WORK TO BE COMPLETED -
Print, word for word, the line containing "Note: for this drill we locate the white comforter" and all lines beneath it to the end of the entries below. Pictures do not belong in the copy.

(Point localization data)
━━━━

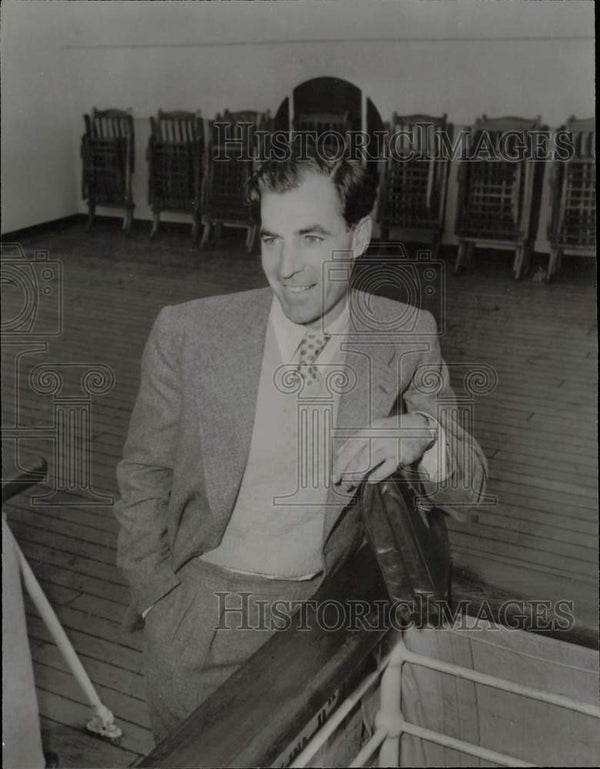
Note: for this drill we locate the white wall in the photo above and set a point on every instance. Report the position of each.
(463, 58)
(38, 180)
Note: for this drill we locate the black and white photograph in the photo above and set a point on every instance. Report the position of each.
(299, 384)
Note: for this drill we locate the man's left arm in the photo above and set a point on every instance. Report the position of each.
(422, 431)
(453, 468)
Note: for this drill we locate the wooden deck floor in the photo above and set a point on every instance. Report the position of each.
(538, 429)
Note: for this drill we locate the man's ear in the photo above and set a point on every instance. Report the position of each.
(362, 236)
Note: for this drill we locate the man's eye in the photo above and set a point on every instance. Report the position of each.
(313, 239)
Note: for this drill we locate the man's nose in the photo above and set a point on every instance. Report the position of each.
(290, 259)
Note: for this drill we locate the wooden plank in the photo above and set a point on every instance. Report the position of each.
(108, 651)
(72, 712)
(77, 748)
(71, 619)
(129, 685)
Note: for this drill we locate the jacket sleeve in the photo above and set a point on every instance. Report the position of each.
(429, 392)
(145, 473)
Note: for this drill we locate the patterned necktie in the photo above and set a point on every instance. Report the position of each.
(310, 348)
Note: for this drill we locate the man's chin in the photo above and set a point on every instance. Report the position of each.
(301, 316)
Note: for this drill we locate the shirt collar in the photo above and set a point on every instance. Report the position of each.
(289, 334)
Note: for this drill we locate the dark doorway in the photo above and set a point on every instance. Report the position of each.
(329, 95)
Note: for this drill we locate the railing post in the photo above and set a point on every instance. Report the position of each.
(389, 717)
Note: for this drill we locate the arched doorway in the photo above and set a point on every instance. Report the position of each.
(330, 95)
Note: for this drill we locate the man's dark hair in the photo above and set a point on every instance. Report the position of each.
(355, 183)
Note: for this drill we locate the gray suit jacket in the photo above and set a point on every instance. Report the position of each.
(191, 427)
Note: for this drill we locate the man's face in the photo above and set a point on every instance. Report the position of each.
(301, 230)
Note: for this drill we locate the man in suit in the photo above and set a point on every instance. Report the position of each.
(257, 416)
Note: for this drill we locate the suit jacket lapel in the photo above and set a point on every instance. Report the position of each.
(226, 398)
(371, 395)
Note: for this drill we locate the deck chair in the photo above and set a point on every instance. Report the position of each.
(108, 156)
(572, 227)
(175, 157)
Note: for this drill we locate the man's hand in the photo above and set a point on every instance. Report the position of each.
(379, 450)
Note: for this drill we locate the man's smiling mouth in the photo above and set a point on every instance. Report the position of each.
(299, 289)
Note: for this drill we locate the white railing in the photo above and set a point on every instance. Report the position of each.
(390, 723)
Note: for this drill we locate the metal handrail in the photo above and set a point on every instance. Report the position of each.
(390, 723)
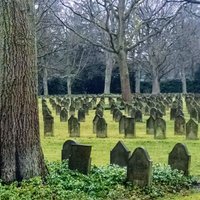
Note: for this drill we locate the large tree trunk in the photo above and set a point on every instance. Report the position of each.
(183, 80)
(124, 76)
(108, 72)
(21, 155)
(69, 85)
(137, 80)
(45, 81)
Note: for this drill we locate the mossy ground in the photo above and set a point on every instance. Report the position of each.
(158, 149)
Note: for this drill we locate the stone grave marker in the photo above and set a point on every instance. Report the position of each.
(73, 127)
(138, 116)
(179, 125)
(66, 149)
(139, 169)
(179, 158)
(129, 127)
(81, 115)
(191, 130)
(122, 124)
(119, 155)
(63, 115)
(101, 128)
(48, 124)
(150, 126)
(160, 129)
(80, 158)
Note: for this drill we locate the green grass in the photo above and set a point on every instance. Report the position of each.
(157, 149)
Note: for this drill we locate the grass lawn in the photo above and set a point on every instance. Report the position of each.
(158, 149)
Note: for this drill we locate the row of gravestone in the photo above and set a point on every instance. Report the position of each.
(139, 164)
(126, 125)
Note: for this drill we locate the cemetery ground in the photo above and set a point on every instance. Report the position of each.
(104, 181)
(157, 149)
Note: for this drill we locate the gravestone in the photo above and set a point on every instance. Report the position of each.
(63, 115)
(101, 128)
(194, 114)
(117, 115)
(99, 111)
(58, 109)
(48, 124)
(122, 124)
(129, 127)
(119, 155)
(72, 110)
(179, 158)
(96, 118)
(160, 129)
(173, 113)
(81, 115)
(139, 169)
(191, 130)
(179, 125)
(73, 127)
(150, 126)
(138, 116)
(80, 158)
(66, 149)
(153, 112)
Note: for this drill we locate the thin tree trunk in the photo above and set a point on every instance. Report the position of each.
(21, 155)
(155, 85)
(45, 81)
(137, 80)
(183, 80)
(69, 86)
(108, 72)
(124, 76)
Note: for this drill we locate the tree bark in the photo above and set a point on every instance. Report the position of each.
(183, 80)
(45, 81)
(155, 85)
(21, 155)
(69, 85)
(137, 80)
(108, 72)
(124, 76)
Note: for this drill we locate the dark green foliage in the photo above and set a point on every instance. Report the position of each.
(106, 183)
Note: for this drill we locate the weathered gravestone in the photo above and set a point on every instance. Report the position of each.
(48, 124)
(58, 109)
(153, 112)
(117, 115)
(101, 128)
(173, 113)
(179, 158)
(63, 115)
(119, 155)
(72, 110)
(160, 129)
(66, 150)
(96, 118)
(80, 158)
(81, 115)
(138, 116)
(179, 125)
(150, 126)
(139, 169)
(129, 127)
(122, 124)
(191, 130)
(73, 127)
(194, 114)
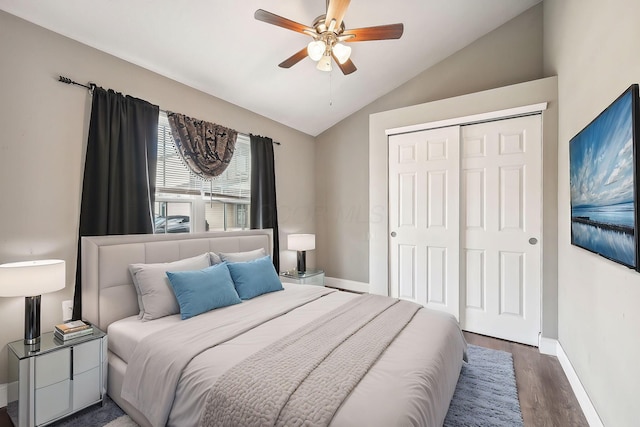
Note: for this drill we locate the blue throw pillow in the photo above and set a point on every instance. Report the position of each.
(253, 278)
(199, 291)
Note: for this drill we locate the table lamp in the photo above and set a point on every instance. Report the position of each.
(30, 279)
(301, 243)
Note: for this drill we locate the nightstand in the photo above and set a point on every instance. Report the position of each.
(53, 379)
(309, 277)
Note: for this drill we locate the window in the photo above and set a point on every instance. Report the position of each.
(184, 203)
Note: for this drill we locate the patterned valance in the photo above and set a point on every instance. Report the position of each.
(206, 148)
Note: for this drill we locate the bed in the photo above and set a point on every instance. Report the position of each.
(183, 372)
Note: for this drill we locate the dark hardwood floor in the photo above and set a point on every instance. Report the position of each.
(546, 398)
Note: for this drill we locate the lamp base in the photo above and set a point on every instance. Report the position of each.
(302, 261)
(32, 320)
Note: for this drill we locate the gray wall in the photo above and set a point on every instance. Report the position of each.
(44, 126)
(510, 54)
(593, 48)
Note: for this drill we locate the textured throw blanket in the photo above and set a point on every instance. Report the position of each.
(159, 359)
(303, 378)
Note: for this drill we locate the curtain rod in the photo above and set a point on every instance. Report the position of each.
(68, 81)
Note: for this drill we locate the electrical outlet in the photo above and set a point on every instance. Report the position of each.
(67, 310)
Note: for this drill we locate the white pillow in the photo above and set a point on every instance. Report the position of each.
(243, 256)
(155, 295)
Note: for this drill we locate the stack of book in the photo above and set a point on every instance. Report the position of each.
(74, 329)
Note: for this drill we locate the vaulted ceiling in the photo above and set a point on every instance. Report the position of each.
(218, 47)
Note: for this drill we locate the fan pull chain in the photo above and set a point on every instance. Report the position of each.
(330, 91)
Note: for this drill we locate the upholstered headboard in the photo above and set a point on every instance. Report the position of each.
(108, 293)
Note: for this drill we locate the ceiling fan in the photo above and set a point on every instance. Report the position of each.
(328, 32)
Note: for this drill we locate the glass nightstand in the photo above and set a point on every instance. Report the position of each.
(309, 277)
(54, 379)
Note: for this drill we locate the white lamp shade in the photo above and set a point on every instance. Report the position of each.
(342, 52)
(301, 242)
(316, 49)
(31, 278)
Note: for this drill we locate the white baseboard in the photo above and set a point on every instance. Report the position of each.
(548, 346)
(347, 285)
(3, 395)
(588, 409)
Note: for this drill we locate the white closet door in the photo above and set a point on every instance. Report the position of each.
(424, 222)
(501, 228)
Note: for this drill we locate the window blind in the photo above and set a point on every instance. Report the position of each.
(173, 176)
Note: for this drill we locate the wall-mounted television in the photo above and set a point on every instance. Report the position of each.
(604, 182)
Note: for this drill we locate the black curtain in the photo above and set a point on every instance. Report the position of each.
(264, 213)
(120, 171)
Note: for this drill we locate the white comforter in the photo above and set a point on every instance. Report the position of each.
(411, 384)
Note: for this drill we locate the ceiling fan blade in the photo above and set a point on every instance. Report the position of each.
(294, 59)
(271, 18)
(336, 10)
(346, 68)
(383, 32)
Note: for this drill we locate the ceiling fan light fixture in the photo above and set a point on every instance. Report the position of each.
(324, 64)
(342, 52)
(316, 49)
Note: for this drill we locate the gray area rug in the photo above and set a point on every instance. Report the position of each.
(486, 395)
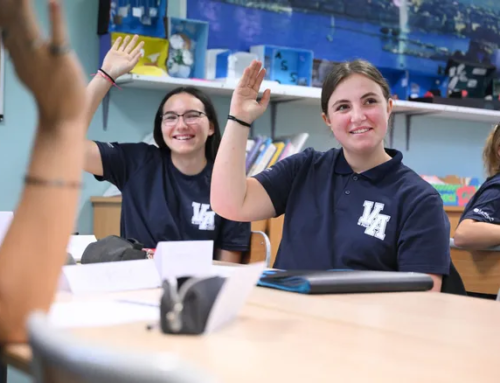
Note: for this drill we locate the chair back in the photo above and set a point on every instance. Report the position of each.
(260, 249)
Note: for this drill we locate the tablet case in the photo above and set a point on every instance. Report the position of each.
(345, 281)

━━━━

FINAL ANSWER -
Note: for this drill we locate the white comforter in the photo above and set a point on every instance. Report the position of each.
(411, 384)
Note: for this drill we locate the ceiling fan blade in the photo above and set a point on every instance. Report the position of each.
(294, 59)
(271, 18)
(336, 10)
(346, 68)
(383, 32)
Note: for this drill we locate the ceiling fan light fixture in the photo above and set a point on every instance. Report the position of each.
(324, 64)
(342, 52)
(316, 49)
Note: for this drill we locate the gray area rug in the photo above and set a point on every instance. Report the position of each.
(486, 395)
Note: for this drill we locate the chair back in the photo above and set a point on every instance. Report the position of each.
(260, 249)
Note: for this drill we locate the tablet case in the photo above and set a point on every instance. Report the position of each.
(345, 281)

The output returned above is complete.